- [EXERCISE INSTRUCTIONS]
**a)** Answer these questions using the text on Halvorson's paintings:
(i) What edition name is printed on the shoe care kit in "Last Words"?
(ii) Which museum made Halvorson its first artist-in-residence, and in what year?
(iii) Which three 2022 paintings depict outdated, abandoned things?
**b)** Quote the passage of the text on Halvorson's paintings between "The painting is" and "her father’s testament?", inclusive.
**c)** Write what comes next in the text on Halvorson's paintings, picking up after its final sentence.

- [GIVEN TEXT]
□ □ □ □ □ □ □

Halvorson attends to each business card, take-out menu, pen, paperclip, keychain, and key in “Last Words.” It is painted in longhand, meaning she paints each detail rather than provides a shorthand version. Odd details are included, such as a Kiwi classic shoe care kit on which we read: Norman Rockwell Commemorative Edition.
The painting is a visual archive of a small part of a person’s life, as well as a record of things before they are discarded or reused. Is one purpose of a painting to be a record of a life? Attentive to shadows and the reflection on the clock’s glass covering, Halvorson invites the viewer to contemplate all the ways we mark and live in time, and how much of what we record and keep we will eventually dispose of. Does she mean “Last Words” to be her father’s testament?

Along with exploring her father’s desk, Halvorson spent time in New Mexico, where in 2019 she was the Georgia O’Keeffe Museum’s first artist-in-residence. “Points of Interest” (2022) is a heavily graffitied sign with various names peeking through. One of them reads “Santa Clara Pueblo,” where the ceramic artist Rose B. Simpson is an enrolled member and resident. Painting what she sees, Halvorson shows us the ongoing perpetuation of colonialism and the desire to obliterate the other. At the same time, the different tags attain a scriptorial beauty.
In “Buried Barrel,” “Army Heater,” and “Disconnect Box” (all 2022), Halvorson depicts things that are outdated and abandoned. They are relics from earlier technology. We live in a world where obsolescence is part of the process. That process, which is intrinsic to capitalism’s notion of progress, is one reason why she picks these forlorn, forgotten, mute things; she wants to us reflect upon how they affected those who built them. What is the human cost in a society predicated on efficiency and desuetude?

□ □ □ □ □ □ □

(Stored data entries)

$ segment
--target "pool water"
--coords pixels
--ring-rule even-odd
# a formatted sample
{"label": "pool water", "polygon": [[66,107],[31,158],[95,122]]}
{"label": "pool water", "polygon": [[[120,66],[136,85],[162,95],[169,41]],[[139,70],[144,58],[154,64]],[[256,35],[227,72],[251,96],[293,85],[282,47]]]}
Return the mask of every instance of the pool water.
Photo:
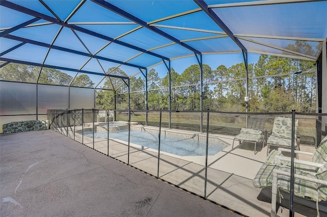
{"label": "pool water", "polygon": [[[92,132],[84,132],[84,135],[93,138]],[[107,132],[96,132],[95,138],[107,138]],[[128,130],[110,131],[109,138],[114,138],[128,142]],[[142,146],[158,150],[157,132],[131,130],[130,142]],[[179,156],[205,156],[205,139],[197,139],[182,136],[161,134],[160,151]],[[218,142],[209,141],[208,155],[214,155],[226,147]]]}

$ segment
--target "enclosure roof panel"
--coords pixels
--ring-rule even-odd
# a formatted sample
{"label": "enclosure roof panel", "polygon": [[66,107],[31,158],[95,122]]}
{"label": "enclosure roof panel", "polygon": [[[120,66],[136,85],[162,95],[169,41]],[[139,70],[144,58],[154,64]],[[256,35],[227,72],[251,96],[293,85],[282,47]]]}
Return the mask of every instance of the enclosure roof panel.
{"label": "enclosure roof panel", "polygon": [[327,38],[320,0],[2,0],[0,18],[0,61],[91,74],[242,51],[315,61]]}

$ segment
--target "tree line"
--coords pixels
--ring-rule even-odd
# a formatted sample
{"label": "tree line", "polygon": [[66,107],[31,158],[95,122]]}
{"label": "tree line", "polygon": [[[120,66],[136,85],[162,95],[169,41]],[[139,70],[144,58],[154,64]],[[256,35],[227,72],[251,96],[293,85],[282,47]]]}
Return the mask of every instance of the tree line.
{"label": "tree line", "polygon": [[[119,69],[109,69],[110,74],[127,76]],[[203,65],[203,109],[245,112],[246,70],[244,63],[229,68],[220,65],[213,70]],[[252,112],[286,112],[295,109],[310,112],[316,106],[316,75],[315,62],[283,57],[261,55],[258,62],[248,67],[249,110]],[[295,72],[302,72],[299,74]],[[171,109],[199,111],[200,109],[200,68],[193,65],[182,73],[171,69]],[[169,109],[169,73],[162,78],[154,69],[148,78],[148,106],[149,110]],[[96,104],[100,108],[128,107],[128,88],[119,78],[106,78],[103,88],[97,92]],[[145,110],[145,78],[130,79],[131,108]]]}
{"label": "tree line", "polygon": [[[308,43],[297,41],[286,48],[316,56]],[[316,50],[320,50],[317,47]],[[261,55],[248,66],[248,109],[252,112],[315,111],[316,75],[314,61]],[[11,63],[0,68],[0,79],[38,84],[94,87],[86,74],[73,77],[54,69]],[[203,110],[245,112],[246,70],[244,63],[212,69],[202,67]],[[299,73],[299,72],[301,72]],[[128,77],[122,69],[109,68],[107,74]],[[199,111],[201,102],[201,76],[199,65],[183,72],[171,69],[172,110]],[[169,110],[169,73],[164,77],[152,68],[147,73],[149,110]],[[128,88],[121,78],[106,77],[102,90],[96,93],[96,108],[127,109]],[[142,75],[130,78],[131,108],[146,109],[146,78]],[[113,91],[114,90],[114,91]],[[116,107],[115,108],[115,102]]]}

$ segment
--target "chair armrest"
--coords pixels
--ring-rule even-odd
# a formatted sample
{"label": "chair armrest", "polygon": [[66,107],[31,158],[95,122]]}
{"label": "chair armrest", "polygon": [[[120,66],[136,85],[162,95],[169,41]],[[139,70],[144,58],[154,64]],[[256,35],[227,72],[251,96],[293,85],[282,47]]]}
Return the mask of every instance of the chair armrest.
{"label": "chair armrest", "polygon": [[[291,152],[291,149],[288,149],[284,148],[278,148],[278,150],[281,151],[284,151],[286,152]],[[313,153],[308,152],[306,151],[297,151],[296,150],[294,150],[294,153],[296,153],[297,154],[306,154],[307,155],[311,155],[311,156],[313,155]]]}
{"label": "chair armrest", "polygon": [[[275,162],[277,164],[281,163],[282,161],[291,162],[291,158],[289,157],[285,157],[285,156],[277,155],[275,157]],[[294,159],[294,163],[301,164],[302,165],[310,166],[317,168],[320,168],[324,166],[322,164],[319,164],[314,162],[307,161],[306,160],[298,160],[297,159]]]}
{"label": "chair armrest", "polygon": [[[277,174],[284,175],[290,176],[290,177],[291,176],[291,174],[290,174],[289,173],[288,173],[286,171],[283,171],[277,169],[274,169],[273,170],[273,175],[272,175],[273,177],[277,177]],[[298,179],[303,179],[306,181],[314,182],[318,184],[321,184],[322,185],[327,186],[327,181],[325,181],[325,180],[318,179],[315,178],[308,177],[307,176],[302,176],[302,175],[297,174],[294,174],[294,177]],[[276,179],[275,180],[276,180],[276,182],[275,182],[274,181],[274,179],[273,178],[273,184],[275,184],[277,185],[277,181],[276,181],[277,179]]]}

□ □ □ □ □ □ □

- [ANSWERS FOR THE TASKS]
**a)**
(i) Norman Rockwell Commemorative Edition
(ii) The Georgia O'Keeffe Museum, in 2019
(iii) "Buried Barrel," "Army Heater," and "Disconnect Box"

**b)**
The painting is a visual archive of a small part of a person’s life, as well as a record of things before they are discarded or reused. Is one purpose of a painting to be a record of a life? Attentive to shadows and the reflection on the clock’s glass covering, Halvorson invites the viewer to contemplate all the ways we mark and live in time, and how much of what we record and keep we will eventually dispose of. Does she mean “Last Words” to be her father’s testament?

**c)**
In “Roadside Memorial” (2021), we are looking down at stems of plastic flowers stapled to the base of stripped tree trunks. (Technically speaking, Halvorson’s ability to convey that the flowers are plastic should clue us into her growing mastery of the medium.) A holy candle with the Virgin of Guadalupe printed on the glass holder rises from behind three rocks, which have been arranged to hold a medallion. The medallion reads: “Friends are the flowers in the garden of life.”
“Important Notice” (2023) reveals a side of Halvorson I have never seen before: a dry, macabre humor. Pinned to a crooked bulletin board that has seen better days is a torn, yellowing announcement. Under “Important Notice,” we read:
The management regrets that it has come to their attention that employees dying on the job are failing to fall down. This practice must stop as it becomes impossible to distinguish between death and natural movement itself. Any employee found dead in an upright position will be dropped from the payroll
Everything about the painting is straightforward, while everything in it is off kilter, bizarre, and inexplicable. Who posted this? The bulletin board, which hangs at an angle, seems to have been abandoned in an unused office space. How does the meaning change now that it is no longer being used, having died in an upright position? Circumstances change and the meaning of things shift. Halvorson is attuned to this.

Josephine Halvorson: Unforgotten continues at Sikkema Jenkins & Co. (530 West 22nd Street, Chelsea, Manhattan) through April 18. The exhibition was organized by the gallery.